++++ Exercise input

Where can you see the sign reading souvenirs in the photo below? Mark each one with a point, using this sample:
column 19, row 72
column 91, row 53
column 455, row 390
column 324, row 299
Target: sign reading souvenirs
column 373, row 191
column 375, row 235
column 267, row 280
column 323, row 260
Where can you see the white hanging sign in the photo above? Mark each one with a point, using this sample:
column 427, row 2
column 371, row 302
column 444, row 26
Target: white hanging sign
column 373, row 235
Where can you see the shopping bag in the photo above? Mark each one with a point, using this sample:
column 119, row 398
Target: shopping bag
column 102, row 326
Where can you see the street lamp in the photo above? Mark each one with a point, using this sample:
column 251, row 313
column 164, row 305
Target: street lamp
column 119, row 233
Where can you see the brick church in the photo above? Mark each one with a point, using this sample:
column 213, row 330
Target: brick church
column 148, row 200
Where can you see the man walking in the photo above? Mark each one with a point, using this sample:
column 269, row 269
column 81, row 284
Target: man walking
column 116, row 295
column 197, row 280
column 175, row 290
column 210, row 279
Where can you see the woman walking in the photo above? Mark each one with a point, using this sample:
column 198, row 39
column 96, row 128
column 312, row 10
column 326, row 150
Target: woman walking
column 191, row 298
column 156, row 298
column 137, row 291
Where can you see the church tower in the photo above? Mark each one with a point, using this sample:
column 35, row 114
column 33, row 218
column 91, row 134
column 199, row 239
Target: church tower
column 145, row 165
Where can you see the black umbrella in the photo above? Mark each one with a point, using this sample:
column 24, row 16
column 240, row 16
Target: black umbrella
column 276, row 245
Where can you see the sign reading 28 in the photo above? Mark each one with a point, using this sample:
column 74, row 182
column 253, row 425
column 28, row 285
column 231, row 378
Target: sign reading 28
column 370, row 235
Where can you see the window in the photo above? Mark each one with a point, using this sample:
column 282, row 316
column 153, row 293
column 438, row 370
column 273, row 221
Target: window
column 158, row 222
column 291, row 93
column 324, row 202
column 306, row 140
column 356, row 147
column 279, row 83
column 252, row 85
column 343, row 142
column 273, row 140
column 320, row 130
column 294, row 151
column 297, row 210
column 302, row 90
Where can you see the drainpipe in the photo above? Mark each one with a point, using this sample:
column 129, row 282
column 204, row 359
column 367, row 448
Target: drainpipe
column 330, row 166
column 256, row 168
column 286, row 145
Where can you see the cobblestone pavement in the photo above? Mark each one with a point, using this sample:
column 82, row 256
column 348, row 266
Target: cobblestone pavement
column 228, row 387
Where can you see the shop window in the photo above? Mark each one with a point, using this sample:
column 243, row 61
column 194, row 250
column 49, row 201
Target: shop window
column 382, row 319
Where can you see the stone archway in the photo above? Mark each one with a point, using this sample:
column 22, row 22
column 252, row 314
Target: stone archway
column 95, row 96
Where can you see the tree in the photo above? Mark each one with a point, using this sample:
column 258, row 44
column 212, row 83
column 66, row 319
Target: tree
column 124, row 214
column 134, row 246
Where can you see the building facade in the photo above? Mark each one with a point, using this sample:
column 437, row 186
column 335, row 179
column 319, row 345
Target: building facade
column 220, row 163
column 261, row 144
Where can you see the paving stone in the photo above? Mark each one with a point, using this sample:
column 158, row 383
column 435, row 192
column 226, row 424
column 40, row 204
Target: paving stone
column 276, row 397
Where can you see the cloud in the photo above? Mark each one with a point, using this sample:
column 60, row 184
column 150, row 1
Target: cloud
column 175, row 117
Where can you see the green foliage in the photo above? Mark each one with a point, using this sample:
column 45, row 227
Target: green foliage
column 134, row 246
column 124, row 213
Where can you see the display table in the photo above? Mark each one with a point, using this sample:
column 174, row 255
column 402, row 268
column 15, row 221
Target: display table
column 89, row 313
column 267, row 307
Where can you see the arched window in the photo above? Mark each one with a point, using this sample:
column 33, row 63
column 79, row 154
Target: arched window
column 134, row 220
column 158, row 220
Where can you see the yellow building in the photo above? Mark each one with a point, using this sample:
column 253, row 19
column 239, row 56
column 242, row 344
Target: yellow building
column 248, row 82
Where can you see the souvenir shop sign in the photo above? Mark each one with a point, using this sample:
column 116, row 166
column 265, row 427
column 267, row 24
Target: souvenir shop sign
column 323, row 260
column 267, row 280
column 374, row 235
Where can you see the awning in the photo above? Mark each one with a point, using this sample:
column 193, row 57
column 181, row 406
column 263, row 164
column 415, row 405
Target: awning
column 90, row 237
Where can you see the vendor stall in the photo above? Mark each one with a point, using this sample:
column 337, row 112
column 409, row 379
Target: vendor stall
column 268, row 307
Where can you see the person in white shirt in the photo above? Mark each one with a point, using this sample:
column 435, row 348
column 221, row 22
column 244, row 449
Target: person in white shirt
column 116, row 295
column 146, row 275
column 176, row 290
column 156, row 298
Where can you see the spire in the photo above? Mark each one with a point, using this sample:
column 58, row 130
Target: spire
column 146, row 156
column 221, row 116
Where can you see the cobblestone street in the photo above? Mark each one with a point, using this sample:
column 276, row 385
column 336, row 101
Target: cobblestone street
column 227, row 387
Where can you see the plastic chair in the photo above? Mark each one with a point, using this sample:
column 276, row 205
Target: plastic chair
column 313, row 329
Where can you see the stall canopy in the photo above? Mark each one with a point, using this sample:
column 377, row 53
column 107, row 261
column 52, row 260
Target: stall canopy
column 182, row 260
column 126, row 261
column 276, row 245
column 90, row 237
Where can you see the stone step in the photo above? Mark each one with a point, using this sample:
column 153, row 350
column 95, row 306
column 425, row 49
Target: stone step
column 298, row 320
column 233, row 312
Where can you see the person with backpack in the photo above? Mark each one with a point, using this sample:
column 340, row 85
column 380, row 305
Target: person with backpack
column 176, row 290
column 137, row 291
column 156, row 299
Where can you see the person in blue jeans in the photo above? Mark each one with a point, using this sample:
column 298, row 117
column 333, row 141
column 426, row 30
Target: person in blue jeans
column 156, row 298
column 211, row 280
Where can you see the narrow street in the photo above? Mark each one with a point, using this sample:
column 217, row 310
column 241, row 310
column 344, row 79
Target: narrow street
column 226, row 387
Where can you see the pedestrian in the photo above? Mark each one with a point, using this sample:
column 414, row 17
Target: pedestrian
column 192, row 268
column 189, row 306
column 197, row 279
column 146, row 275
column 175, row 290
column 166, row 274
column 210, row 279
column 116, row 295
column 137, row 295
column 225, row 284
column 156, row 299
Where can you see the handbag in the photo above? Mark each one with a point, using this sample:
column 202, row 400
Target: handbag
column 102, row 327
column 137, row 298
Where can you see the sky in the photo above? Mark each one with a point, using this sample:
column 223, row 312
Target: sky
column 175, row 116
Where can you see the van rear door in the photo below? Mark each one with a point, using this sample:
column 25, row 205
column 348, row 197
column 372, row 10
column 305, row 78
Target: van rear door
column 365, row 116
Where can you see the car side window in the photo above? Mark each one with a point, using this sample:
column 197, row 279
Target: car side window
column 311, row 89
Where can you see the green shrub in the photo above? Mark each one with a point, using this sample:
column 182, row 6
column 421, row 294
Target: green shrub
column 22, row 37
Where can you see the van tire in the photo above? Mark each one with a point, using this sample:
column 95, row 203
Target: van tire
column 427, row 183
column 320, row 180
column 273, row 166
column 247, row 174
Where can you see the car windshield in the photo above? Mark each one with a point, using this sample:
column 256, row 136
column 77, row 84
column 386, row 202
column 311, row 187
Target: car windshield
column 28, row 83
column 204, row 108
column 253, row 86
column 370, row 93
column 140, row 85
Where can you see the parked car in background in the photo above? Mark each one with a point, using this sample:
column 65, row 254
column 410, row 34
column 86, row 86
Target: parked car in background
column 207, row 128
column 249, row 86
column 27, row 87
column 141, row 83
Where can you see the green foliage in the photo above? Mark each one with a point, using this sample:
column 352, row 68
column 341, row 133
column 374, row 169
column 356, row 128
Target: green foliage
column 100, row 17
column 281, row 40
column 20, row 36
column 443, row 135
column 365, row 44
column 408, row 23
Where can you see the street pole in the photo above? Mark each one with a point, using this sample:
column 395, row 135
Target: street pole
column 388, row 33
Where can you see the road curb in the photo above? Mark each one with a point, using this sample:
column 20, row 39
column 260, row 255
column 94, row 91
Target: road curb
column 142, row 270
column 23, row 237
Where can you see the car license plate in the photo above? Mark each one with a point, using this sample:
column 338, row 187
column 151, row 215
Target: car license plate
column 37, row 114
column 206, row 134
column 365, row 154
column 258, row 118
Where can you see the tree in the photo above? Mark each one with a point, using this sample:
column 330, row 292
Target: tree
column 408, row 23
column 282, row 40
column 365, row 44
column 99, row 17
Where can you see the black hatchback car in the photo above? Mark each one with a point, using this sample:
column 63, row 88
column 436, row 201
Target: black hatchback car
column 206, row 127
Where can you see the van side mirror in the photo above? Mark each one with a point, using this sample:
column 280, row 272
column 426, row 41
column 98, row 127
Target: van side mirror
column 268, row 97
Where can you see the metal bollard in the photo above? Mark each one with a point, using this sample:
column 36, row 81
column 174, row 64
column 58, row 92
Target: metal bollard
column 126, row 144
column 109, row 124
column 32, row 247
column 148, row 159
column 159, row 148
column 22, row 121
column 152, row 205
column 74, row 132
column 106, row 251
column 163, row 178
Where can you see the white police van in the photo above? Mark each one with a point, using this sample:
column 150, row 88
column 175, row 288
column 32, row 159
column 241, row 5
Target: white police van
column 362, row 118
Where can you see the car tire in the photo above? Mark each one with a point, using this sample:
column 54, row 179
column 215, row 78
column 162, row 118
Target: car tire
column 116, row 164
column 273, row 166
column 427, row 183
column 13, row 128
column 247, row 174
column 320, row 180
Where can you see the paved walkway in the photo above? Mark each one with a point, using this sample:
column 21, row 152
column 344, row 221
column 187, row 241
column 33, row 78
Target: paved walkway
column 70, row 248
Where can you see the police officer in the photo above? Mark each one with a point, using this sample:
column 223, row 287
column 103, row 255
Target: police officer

++++++++

Objective —
Rewrite the stretch of the listing above, from the line containing "Where can you see the van rear" through the line containing "column 365, row 116", as a JSON list of strings with one string per line and blank lines left out.

Exercise response —
[
  "Where can you see the van rear door in the photo below? Mark each one with a point, using this sample:",
  "column 25, row 205",
  "column 348, row 197",
  "column 372, row 10",
  "column 305, row 78",
  "Target: van rear door",
  "column 365, row 116"
]